# Members- Please Post Your Projects In This Thread



## HMF (Nov 11, 2013)

Members, this is the place for you to shine!

Post your projects in this thread for all to see!


----------



## schor (Nov 11, 2013)

*Projects by Steve (schor)*

Let's get the ball rolling with a couple projects I have posted before. I hope it's ok to just post the links.

The making of a new drawbar for my milling machine. http://www.hobby-machinist.com/show...-me-BusyBee-benchtop-mill?p=158113#post158113

Drill press depth stop for a canadian buffalo 18. http://www.hobby-machinist.com/show...-stop-Canadian-buffalo-15?p=155416#post155416


----------



## schor (Nov 13, 2013)

Did you mean this thread or in this topic? I guess I should post to the topic?



Management said:


> Members, this is the place for you to shine!
> 
> Post your projects in this thread for all to see!


----------



## chip_slinger (Nov 15, 2013)

Management said:


> Members, this is the place for you to shine!
> 
> Post your projects in this thread for all to see!



How can I move older project threads to this one? I can't see any options to do it.


----------



## Tony Wells (Nov 15, 2013)

Mods have to do that. Just let someone know which one you want moved.


----------



## schor (Nov 15, 2013)

hmm, is this catching on? I really hope so.

- - - Updated - - -

Oh no, I just realized my latest project post did not have "Project:" as first in the title. I was hoping to be consistent at least with myself. Could a kindly mod change the title of my thread and prefix it with Project:

Thanks in advance


----------



## chip_slinger (Nov 15, 2013)

Tony Wells said:


> Mods have to do that. Just let someone know which one you want moved.



OK. Mods, please move the following to the new projects forum. Thanks!

http://www.hobby-machinist.com/show...ee-(Oxtool-outsidescrewball-Style)-with-Video

http://www.hobby-machinist.com/showthread.php/18793-Project-Brass-Hex-Support-for-Droopy-Shelf

http://www.hobby-machinist.com/showthread.php/18765-Project-LED-Light-for-the-Mill

http://www.hobby-machinist.com/showthread.php/18916-Job-Modifying-Electrical-Insulating-Standoffs

- - - Updated - - -



schor said:


> hmm, is this catching on? I really hope so.



I think so! Should there be a sticky with a couple of sentences for what should be in here, maybe some examples, and what kinds of things go in other categories?


----------



## Tony Wells (Nov 16, 2013)

It is from this thread that I will likely choose the PoTM each month, so let's get them in here, guys!


----------

Information provided
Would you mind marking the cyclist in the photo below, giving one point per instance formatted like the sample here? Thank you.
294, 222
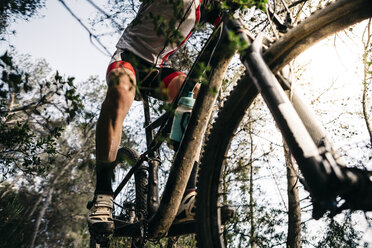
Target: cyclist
140, 65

Task instructions
**A)** State whether each statement agrees with the project thread, answering yes or no and quoting the words of the thread that decide it: (i) members can move their own older project threads into it themselves; (ii) the drill press depth stop schor posted was made for a Canadian Buffalo 18; (iii) Tony Wells expects to choose the PoTM each month from this thread.
**B)** In the project thread, what prefix did schor ask a moderator to add to the title of the latest project post?

Results in order
**A)**
(i) No: "Mods have to do that."
(ii) Yes: "Drill press depth stop for a canadian buffalo 18."
(iii) Yes: "It is from this thread that I will likely choose the PoTM each month"

**B)** "Project:"